***** MATERIAL SUPPLIED

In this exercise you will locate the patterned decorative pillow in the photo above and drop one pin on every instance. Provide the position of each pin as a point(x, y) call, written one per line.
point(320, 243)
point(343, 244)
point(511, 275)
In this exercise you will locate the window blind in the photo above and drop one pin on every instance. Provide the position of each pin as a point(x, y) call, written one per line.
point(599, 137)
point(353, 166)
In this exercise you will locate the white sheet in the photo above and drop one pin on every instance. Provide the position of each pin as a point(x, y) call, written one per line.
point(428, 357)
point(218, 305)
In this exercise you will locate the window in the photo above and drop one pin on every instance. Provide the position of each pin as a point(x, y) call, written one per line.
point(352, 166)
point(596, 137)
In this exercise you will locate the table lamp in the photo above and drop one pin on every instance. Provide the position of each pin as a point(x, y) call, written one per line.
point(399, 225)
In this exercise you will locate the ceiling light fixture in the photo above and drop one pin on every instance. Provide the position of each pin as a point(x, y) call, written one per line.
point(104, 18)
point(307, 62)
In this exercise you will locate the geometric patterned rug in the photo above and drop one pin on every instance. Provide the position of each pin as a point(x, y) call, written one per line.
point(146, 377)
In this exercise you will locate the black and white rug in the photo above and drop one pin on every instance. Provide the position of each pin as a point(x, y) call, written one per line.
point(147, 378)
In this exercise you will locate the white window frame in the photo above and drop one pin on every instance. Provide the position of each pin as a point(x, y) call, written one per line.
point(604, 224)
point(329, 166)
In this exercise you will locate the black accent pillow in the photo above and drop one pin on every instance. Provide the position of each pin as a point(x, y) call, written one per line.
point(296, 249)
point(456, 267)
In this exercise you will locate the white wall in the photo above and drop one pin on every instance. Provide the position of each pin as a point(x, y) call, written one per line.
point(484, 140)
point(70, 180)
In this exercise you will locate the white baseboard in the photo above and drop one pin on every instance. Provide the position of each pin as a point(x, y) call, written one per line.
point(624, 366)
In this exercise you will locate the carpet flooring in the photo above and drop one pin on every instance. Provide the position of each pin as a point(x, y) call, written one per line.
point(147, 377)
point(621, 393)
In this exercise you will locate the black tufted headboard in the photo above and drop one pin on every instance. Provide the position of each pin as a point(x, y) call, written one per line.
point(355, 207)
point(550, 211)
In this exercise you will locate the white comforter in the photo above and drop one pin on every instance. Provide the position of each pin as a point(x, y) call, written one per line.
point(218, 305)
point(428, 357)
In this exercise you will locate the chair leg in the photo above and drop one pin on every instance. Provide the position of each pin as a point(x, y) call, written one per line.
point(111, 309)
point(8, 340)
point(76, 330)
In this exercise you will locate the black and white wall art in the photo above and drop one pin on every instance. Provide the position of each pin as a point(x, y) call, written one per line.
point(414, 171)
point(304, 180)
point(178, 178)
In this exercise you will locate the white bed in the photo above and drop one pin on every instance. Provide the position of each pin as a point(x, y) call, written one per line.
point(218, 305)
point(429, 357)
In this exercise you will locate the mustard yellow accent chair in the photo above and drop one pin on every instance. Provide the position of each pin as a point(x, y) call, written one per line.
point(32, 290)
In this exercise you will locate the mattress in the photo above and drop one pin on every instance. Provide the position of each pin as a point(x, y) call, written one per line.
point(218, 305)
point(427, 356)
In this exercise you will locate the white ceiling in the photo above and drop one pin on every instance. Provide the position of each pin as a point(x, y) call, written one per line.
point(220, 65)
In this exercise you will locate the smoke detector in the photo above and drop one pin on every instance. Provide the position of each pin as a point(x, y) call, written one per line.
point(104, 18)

**********

WHAT IS EXPECTED: Return all of the records above verbatim, changing nothing.

RESPONSE:
In this exercise you will locate the patterned decorative pillow in the photo above and drop one pin on every instance. Provide the position of each pin as a point(x, y) call, written one per line.
point(320, 243)
point(343, 244)
point(511, 275)
In this exercise you will locate the window blind in the photo above and drop one pin on every instance. Provide the position of each pin as a point(x, y) call, written one per line.
point(599, 137)
point(353, 166)
In this exercise you will locate the white sheet in the photo above and drop one pin on every instance. Provide the position of each pin as a point(x, y) call, written one per line.
point(428, 357)
point(218, 305)
In this exercise you will locate the window in the photo above and drop one pin on every instance. Provide the position of each pin as a point(x, y) call, written one per line.
point(352, 166)
point(596, 137)
In this exercise you will locate the table lamp in the photo above and drop one pin on every instance. Provide the position of each pin as a point(x, y) call, written one per line.
point(399, 225)
In this exercise you will locate the ceiling light fixture in the photo above and drop one pin on every instance. Provide the position of each pin as a point(x, y) call, written one per line.
point(104, 18)
point(307, 62)
In this exercise you will locate the geometric patterned rug in the photo above and drop one pin on every instance. Provide the position of each pin as a point(x, y) call, written one per line.
point(146, 377)
In this exercise you will locate the black and white rug in the photo above and drop one pin on every instance. Provide the position of each pin as a point(x, y) call, written one per line.
point(147, 378)
In this exercise you will locate the white window frame in the photo above and drop one pin on every instance. Provide the position of each pin as a point(x, y) call, written one per line.
point(604, 224)
point(329, 166)
In this exercise you will locate the black accent pillow in the photo above and drop one pin on every instance. Provide the position of each pin as a point(x, y) call, written one per line.
point(296, 249)
point(456, 267)
In this exercise you will locate the white wall in the photo above and drop one pin on every instance. Provide the position of each pin as a point(x, y) call, written one per line.
point(484, 140)
point(70, 180)
In this exercise you will locate the white baseboard in the photo above and drop one pin on every instance. Provide the position of each pin as a point(x, y) call, written one per line.
point(624, 366)
In this exercise you will locate the carpet flooring in the photo above and drop one pin on every instance. Provide the position of each pin as a point(x, y) call, written one per line.
point(147, 377)
point(621, 393)
In this exercise you will locate the black tufted headboard in the photo above and drop one pin on every instance. Provide the position of each pin as a point(x, y) call, written one per line.
point(355, 207)
point(550, 211)
In this exercise you will locate the white comforter in the photo above and drop one pin on every instance. Provide the position of each pin as a point(x, y) call, written one per line.
point(218, 305)
point(428, 357)
In this exercise you will locate the chair leg in the photo above and drop one pin on every instance. Provide the position of each pin as a point(x, y) call, written one per line.
point(111, 309)
point(8, 340)
point(76, 330)
In this exercise you will locate the black and white wall art in the photo above and drop one pin on every instance. Provide the position of each pin as a point(x, y) call, written one per line.
point(414, 171)
point(304, 180)
point(178, 178)
In this exercise you will locate the white bed in the photo above and drop one pin on every instance. Provide the position of each pin as a point(x, y) call, written one per line.
point(218, 305)
point(429, 357)
In this exercise you will locate the mustard yellow accent chair in the photo above and drop one pin on every instance. Provide the position of each pin as a point(x, y) call, written one per line.
point(32, 290)
In this exercise you will locate the mattress in the photo above and drop one pin on every instance. Provide the position of each pin as a point(x, y) call, written one per line.
point(218, 305)
point(427, 356)
In this exercise you will locate the white ceiling in the photo above and drop one pin on every instance. Provide the position of each pin as a point(x, y) call, written one per line.
point(220, 65)
In this exercise you will locate the smoke detector in the photo above and drop one pin on every instance. Provide the position of each pin as a point(x, y) call, written one per line.
point(104, 18)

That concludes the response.